• SELECTED EXCERPT
Soviet Top League
- Season: 1990
- Dates: March 1 — October 20, 1990
- Champions: Dynamo Kyiv (13th season)
- European Cup: Dynamo Kyiv
- Cup Winners' Cup: CSKA Moscow
- UEFA Cup: Dynamo Moscow Torpedo Moscow Spartak Moscow
- Top goalscorer: (12) Oleh Protasov (Dynamo Kyiv) Valeri Shmarov (Spartak Moscow)
- Biggest home win: CSKA – Rotor 7–0
- Biggest away win: Chornomorets – Dynamo K. 0–3
- Highest scoring: Spartak – CSKA 5–4

= 1990 Soviet Top League =

53rd season of top-tier football league in Soviet Union

The 1990 Soviet Top League season was the 53rd since its establishment. Spartak Moscow were the defending 12-times champions, but came only fifth this season and marginally qualified for continental competitions. The league was shortened and a total of fourteen teams participated. By the start of the season both Georgian teams had withdrawn followed by another withdrawal from Žalgiris at the start of competition. The league consisted of ten teams contested in the 1989 season and the Army club promoted from the Soviet First League. The representatives of the Baltic states as well as Georgia chose not to take part in the competition.

• EXTRACTED INFORMATION

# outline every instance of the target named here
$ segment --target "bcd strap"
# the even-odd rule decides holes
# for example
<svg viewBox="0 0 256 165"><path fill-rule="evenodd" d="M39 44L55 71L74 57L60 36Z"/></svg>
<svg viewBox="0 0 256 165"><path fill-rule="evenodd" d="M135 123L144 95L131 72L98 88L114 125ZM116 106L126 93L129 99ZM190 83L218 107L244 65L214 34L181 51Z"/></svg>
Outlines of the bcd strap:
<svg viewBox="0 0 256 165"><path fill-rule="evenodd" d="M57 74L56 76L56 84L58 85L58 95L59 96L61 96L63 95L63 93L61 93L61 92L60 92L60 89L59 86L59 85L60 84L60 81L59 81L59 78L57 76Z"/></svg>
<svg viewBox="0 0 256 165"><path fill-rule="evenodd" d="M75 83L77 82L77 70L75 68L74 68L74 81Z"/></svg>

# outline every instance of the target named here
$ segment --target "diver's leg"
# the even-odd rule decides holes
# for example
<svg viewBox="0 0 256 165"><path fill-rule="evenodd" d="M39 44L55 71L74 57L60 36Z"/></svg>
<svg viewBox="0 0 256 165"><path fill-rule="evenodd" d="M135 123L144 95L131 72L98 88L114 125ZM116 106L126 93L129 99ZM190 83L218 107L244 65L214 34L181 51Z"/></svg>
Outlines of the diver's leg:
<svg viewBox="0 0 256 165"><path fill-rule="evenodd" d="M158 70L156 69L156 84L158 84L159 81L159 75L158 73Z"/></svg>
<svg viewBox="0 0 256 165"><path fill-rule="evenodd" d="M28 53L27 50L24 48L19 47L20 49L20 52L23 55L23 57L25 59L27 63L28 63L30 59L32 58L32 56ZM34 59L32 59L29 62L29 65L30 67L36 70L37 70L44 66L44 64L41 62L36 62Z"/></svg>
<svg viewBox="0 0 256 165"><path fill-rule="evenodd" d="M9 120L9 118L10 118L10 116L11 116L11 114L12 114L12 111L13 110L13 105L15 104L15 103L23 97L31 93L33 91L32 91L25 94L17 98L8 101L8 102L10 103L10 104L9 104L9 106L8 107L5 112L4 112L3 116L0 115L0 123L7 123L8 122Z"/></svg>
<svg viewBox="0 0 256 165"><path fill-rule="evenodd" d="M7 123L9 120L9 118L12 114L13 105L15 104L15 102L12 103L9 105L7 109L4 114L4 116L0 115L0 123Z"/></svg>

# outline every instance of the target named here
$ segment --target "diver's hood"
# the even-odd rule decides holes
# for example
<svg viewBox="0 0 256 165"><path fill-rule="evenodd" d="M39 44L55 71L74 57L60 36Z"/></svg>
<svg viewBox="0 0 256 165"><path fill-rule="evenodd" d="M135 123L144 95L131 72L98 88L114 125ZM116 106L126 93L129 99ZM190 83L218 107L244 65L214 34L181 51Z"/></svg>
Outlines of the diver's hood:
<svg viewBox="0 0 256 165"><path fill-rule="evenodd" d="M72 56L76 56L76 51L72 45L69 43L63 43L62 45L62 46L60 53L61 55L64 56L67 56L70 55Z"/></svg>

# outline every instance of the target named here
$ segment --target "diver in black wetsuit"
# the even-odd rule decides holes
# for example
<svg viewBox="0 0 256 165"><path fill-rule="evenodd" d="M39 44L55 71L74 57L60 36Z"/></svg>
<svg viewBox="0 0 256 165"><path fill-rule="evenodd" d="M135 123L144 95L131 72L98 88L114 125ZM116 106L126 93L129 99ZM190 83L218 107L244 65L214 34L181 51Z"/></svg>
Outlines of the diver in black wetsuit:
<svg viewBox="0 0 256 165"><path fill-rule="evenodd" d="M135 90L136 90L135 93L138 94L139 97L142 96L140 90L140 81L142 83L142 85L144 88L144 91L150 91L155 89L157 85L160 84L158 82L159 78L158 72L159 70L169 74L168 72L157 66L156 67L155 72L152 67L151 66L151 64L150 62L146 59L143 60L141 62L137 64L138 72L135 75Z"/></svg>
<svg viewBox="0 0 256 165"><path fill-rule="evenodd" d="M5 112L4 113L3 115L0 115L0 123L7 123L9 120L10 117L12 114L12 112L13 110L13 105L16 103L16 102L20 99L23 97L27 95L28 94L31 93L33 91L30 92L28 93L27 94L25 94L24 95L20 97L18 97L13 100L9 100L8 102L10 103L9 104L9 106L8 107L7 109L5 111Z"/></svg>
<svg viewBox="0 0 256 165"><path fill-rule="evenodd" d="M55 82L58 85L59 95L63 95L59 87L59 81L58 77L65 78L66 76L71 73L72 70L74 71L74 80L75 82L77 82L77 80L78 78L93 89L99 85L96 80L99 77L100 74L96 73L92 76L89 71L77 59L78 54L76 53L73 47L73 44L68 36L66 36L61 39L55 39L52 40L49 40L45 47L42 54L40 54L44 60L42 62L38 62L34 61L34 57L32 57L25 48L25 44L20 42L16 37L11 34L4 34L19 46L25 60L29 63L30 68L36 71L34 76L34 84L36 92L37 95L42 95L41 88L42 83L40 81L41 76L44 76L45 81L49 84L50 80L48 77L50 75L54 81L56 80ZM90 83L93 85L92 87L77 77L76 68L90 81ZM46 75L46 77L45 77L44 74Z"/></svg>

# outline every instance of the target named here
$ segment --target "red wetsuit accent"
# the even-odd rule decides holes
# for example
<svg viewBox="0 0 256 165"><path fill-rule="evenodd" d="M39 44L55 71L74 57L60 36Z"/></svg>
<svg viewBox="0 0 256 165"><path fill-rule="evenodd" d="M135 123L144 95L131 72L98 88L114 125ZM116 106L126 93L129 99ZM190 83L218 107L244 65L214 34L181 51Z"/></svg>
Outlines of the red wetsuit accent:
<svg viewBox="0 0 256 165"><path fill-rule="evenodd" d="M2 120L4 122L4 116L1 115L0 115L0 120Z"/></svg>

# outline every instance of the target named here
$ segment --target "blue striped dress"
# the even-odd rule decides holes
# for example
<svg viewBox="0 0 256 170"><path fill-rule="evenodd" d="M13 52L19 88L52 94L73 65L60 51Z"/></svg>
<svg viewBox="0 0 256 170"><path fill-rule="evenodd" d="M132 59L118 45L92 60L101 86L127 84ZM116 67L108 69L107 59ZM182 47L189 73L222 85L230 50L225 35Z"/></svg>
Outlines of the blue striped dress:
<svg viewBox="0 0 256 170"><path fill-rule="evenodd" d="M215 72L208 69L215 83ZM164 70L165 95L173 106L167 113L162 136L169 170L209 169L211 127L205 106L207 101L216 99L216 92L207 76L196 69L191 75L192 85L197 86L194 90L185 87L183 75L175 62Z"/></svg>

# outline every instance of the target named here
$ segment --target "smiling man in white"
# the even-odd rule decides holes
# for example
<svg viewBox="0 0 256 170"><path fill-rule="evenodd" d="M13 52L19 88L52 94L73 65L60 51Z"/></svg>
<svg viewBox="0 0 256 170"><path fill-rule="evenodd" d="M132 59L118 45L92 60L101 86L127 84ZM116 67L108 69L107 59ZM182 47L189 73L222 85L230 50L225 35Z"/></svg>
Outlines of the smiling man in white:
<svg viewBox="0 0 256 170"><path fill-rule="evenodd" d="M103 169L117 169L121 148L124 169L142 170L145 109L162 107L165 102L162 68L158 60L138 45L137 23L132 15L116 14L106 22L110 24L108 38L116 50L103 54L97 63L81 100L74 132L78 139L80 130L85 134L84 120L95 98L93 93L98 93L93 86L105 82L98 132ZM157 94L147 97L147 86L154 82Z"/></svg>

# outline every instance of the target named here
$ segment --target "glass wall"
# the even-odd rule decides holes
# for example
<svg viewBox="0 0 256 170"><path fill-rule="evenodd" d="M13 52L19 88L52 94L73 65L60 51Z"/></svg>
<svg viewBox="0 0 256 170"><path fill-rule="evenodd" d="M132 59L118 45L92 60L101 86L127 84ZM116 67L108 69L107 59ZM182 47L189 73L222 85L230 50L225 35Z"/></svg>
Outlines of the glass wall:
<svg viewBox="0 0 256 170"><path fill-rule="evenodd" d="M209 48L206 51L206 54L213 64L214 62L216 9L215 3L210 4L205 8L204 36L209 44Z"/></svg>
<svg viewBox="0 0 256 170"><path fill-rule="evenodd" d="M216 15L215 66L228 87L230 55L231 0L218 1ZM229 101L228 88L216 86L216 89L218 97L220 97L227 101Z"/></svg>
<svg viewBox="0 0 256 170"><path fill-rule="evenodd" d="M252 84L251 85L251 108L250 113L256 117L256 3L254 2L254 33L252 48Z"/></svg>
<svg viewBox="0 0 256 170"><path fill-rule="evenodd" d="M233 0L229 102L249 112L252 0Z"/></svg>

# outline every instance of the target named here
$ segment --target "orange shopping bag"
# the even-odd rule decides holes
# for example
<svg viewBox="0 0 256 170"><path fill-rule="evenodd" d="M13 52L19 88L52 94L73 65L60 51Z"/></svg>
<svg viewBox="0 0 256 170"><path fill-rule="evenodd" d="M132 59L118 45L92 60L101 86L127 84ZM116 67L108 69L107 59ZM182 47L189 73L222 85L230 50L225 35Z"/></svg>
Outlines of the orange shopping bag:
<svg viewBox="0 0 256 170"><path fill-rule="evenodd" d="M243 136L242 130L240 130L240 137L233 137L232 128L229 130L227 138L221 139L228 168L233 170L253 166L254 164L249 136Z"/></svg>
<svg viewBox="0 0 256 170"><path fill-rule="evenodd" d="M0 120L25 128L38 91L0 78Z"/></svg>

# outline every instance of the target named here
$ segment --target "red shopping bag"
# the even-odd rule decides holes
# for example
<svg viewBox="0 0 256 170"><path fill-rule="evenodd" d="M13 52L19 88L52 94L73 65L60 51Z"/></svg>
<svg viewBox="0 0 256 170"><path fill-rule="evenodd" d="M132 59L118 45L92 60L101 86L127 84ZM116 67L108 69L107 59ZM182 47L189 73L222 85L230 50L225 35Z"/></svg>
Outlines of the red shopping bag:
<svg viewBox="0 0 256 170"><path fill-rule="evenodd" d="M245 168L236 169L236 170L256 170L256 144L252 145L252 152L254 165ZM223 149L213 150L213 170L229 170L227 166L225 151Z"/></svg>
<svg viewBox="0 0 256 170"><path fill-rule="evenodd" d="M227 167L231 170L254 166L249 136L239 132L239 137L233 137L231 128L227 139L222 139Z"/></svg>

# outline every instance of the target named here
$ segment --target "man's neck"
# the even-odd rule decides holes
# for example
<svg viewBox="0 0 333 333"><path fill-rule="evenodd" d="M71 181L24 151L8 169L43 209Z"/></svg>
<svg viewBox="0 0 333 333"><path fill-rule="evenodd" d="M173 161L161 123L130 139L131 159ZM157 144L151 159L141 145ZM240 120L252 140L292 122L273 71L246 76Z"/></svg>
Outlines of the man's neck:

• WORK REQUIRED
Write out the whole 1990 Soviet Top League text word for word. Rely only on the text for this.

• SOLUTION FOR THIS EXERCISE
Soviet Top League
- Season: 1990
- Dates: March 1 — October 20, 1990
- Champions: Dynamo Kyiv (13th season)
- European Cup: Dynamo Kyiv
- Cup Winners' Cup: CSKA Moscow
- UEFA Cup: Dynamo Moscow Torpedo Moscow Spartak Moscow
- Top goalscorer: (12) Oleh Protasov (Dynamo Kyiv) Valeri Shmarov (Spartak Moscow)
- Biggest home win: CSKA – Rotor 7–0
- Biggest away win: Chornomorets – Dynamo K. 0–3
- Highest scoring: Spartak – CSKA 5–4

= 1990 Soviet Top League =

53rd season of top-tier football league in Soviet Union

The 1990 Soviet Top League season was the 53rd since its establishment. Spartak Moscow were the defending 12-times champions, but came only fifth this season and marginally qualified for continental competitions. The league was shortened and a total of fourteen teams participated. By the start of the season both Georgian teams had withdrawn followed by another withdrawal from Žalgiris at the start of competition. The league consisted of ten teams contested in the 1989 season and the Army club promoted from the Soviet First League. The representatives of the Baltic states as well as Georgia chose not to take part in the competition.